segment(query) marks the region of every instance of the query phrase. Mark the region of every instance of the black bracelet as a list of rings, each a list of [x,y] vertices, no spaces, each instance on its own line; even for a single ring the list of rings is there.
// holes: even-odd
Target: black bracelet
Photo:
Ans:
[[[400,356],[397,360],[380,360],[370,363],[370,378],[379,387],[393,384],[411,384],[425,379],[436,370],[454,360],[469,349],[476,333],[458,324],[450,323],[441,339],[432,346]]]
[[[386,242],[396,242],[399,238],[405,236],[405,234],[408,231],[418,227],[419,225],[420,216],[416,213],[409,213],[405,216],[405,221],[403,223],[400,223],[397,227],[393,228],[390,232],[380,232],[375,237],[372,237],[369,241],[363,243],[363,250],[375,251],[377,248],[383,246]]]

_AIM OF THE TASK:_ Your reply must reproduce all records above exactly.

_RESPONSE BOX:_
segment(query) marks the region of every instance of the query phrase. Mark the region of every instance of the black bracelet as a list of rings, each a list of [x,y] vertices, no spaces, each instance on its own line; even for a single ring the list of rings is there.
// holes: even-odd
Target: black bracelet
Photo:
Ans:
[[[400,356],[397,360],[380,360],[370,363],[370,378],[379,387],[393,384],[411,384],[425,379],[436,370],[454,360],[469,349],[476,333],[458,324],[450,323],[441,339],[432,346]]]
[[[386,242],[396,242],[399,238],[405,236],[405,234],[408,231],[418,227],[419,225],[420,216],[416,213],[409,213],[405,216],[405,221],[403,223],[400,223],[397,227],[393,228],[390,232],[380,232],[375,237],[372,237],[369,241],[363,243],[363,250],[375,251],[377,248],[383,246]]]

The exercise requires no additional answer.